(List of tasks):
1. From the piece on Quebec's Bill 62, list every reason the law gives for when faces must be uncovered.
2. Translate this sentence from the piece on Quebec's Bill 62 into Spanish: "First, it requires public servants, such as librarians and bus drivers to act as police and enforce the law."
3. According to the piece on Quebec's Bill 62, who is Quebec's Justice Minister?
··· Text under study ···
This fall the Quebec provincial government passed Bill 62, also known as the “religious neutrality law.” While it refers to "neutrality," the law is anything but, specifically requiring that Muslim women who wear the Burqa or the Niqab uncover their faces when accessing public services or working in public services "when it's required for communication, identification or security reasons".
The vagueness of what this means has led to many awkward press conferences with Quebec’s Justice Minister Stéphanie Vallée, who has had to clarify the minute details of implementing this self-contradictory law. One of the press conferences established that Muslim women wearing the face coverings can and cannot do the following things, according to CBC news. They explain, “You can walk into a public library, but you can't take out a book. You can sit in a hospital waiting room, but you can't interact with staff. You can drop off your children at public daycare, but you can't pick them up.” This exposes the paradoxes of a law that is supposed to be about religious neutrality, but is clearly about raising fear and suspicions of Muslim women and their “hidden” identities. What about someone wearing a big scarf that covers their face due to Quebec’s cold winters? Or someone who wears sunglasses and a hat which covers most of their face due to Quebec’s warm summers? These are also apparently banned by the strangely named, “religious neutrality law.”
The problems with the law are numerous. First, it requires public servants, such as librarians and bus drivers to act as police and enforce the law. Second, it is not about religious neutrality, as it specifically targets religious “face coverings” which is solely about Muslim women and their unjustified ‘security’ concerns. Third, it is a renewed attempt to attack and isolate Muslim women based solely on their appearance and dress, which has been proposed several times in Quebec under different names. Fourth, these laws have not stood the test of time because they are considered an infringement on human rights and religious freedoms in accordance with Canada’s Charter of Rights & Freedoms.
··· Extracted records ···
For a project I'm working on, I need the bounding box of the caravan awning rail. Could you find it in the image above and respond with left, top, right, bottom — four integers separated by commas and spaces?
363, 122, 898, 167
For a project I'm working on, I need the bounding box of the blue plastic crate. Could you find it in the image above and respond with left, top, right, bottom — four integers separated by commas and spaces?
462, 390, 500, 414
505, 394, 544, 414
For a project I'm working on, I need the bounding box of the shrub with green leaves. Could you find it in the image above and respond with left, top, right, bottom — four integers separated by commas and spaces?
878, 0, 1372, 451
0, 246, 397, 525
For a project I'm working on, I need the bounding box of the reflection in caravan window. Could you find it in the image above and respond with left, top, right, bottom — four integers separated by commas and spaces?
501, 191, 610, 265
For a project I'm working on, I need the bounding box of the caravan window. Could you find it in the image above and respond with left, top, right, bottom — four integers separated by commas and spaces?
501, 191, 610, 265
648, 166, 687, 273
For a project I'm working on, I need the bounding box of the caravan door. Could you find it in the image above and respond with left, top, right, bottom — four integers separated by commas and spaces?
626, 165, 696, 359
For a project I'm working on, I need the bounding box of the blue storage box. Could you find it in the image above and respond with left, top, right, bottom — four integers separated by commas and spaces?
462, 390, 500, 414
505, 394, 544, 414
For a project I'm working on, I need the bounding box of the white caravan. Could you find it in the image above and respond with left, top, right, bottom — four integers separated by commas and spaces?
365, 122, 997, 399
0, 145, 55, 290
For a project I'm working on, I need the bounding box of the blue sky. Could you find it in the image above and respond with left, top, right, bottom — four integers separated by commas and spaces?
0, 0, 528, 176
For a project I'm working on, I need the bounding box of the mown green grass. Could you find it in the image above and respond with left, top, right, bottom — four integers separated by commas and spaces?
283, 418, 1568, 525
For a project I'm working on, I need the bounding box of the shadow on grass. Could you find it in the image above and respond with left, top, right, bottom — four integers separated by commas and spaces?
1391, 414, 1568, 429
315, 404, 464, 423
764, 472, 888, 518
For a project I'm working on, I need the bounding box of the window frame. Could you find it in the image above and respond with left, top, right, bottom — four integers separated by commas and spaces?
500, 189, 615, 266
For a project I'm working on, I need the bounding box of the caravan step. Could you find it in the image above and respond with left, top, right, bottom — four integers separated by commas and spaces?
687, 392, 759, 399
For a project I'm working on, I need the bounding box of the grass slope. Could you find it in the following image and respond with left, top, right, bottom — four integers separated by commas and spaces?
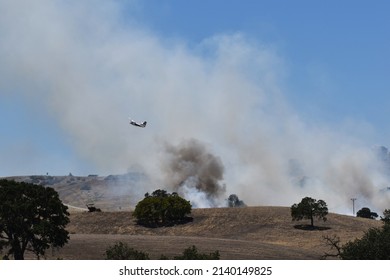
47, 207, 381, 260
···
(Answers to each task):
1.
communication
identification
security

2. En primer lugar, exige que los funcionarios públicos, como los bibliotecarios y los conductores de autobús, actúen como policías y hagan cumplir la ley.

3. Stéphanie Vallée